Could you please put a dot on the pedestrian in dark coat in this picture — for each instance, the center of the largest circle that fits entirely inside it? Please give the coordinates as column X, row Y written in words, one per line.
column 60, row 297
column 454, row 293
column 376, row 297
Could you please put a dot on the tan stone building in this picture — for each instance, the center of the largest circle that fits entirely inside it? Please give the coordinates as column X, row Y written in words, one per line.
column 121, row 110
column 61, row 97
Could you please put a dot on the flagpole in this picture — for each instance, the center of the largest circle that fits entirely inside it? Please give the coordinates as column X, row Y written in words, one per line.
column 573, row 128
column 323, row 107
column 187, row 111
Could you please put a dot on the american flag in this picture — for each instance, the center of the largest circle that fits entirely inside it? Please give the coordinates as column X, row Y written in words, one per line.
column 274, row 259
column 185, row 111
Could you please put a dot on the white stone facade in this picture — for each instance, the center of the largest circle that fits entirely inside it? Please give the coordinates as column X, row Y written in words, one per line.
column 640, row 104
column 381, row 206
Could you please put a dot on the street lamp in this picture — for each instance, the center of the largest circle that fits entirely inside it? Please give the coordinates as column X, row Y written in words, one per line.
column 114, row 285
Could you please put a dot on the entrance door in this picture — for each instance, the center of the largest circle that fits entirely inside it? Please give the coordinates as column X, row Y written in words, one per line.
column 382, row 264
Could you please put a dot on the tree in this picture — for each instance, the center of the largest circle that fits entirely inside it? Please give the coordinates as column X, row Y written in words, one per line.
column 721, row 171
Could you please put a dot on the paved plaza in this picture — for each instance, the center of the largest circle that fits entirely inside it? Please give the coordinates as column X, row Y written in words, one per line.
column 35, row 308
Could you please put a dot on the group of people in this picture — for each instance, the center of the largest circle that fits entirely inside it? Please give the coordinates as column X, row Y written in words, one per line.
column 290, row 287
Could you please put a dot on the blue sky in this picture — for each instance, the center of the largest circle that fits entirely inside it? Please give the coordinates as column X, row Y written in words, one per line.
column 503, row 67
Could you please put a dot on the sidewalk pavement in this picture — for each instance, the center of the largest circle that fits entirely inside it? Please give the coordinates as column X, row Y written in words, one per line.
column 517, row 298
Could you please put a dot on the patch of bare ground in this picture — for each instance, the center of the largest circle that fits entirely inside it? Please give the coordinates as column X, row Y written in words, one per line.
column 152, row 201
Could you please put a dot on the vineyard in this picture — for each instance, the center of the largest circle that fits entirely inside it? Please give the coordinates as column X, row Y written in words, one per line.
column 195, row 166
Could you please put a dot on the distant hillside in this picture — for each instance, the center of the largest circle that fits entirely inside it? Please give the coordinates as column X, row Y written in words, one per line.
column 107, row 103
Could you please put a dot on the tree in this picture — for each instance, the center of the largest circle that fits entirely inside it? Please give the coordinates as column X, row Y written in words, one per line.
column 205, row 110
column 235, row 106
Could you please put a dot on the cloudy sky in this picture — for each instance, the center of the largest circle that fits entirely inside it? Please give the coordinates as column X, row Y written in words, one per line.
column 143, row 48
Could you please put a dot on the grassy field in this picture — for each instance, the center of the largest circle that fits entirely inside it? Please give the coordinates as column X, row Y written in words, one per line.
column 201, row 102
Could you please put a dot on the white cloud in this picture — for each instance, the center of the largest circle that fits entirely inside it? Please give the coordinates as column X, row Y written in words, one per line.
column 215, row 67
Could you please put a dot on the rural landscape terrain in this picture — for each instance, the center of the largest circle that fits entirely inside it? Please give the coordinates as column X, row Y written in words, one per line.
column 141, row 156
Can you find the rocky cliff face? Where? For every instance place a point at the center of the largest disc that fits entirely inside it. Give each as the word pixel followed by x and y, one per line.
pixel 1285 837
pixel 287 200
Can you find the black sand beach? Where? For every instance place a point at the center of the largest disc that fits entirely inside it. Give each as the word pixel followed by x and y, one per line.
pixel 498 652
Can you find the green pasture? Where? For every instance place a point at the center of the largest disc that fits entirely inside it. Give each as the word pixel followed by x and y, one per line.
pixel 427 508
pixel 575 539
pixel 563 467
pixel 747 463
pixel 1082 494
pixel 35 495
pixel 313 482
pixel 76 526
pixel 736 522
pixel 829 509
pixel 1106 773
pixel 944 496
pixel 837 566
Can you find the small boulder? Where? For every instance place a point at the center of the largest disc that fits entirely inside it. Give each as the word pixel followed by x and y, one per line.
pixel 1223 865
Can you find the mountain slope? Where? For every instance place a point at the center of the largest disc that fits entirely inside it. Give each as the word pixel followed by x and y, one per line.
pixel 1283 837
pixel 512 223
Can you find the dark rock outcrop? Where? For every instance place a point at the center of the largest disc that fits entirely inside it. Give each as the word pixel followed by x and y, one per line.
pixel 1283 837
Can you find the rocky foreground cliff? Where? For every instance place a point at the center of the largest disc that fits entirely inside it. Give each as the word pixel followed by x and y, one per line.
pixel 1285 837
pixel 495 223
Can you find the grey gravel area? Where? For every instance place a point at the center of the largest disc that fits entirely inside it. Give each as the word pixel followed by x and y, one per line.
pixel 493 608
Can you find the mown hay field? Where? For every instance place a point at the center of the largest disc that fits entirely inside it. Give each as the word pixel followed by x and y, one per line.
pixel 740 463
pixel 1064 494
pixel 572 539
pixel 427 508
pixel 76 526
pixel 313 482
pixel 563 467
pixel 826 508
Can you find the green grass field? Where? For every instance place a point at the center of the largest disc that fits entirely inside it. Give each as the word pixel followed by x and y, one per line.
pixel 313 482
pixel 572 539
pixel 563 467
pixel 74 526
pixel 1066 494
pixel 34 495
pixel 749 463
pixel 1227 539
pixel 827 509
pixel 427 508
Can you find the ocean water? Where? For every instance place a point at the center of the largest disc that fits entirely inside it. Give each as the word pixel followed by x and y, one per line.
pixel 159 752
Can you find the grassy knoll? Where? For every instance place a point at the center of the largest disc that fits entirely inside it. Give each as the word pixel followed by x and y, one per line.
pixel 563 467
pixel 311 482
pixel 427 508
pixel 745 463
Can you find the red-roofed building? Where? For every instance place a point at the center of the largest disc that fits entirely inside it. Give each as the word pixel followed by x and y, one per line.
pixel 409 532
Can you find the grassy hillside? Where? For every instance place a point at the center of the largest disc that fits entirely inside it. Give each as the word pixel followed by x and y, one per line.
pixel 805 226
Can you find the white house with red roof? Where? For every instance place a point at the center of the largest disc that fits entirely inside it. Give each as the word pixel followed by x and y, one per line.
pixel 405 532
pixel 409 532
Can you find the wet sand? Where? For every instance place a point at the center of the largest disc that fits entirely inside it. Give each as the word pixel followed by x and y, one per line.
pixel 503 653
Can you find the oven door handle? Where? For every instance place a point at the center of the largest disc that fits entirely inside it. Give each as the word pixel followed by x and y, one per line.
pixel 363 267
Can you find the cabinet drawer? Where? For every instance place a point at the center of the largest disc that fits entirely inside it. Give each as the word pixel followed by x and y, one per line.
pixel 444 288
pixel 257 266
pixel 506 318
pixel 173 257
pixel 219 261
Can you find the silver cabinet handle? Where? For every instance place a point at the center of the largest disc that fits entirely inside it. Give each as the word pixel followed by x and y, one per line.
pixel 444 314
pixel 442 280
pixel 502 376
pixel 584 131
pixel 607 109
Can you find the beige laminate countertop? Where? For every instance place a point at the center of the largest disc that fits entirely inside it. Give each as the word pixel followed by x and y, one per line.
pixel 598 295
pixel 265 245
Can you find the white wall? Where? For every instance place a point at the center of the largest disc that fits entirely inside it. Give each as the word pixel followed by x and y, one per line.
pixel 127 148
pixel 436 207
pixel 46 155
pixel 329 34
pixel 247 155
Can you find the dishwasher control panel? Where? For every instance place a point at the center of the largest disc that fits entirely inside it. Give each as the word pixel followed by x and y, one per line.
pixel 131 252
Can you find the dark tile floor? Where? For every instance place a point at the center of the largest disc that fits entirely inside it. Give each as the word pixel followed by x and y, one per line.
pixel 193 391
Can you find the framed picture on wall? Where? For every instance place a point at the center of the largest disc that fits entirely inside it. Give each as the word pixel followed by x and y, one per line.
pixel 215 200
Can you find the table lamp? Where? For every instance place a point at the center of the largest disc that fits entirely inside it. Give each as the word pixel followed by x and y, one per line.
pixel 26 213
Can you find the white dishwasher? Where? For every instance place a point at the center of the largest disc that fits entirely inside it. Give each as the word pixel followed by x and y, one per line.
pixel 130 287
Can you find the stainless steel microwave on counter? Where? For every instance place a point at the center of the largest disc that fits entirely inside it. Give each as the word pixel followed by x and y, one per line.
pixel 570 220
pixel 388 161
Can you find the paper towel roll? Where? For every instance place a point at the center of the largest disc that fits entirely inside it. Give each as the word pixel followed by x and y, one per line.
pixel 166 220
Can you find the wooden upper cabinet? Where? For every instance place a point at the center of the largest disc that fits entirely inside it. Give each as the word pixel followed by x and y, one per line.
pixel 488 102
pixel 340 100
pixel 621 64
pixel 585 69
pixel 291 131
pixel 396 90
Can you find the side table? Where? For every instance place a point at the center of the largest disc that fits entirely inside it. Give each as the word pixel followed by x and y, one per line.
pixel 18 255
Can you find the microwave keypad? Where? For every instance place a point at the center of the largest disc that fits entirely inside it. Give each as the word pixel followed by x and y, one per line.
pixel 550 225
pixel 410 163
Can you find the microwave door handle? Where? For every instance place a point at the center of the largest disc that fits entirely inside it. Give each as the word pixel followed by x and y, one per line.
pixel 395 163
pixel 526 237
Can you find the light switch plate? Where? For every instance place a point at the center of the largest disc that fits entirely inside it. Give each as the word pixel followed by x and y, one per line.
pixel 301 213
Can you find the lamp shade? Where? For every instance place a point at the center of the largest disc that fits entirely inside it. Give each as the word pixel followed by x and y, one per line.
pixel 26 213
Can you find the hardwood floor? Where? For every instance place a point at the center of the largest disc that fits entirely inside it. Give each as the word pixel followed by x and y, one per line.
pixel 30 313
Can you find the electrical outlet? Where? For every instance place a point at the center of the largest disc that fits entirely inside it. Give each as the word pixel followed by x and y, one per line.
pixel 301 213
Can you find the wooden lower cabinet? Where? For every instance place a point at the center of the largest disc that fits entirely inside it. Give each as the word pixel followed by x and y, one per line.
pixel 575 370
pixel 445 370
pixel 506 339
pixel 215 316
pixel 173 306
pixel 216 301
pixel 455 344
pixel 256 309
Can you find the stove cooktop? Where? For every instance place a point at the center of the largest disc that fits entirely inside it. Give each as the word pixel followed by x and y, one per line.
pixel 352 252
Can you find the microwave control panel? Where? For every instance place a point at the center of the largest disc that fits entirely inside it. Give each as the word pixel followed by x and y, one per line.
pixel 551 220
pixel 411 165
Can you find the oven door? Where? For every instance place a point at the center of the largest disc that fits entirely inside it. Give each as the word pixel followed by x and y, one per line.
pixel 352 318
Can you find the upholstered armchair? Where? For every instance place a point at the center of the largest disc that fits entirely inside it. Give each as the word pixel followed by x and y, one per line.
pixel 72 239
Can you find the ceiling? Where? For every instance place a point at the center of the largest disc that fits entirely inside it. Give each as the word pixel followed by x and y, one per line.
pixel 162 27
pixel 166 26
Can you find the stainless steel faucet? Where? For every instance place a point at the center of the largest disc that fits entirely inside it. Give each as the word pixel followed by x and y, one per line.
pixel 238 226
----
• **What you are asked to do**
From the line that contains "Can you find the ceiling?" down to the final line of the entries, print every line exactly as it is, and only those lines.

• **Exercise answer**
Can you find the ceiling? Where? For every instance place a point at the center of the largest disc that fits entirely inside it. Give each as the word pixel followed by x and y, one per line.
pixel 162 27
pixel 166 26
Can you find the stainless steel faucet? Where? For every instance place a point at the center of the largest disc that fits entirely inside it. Give each as the word pixel followed by x and y, one per line.
pixel 238 226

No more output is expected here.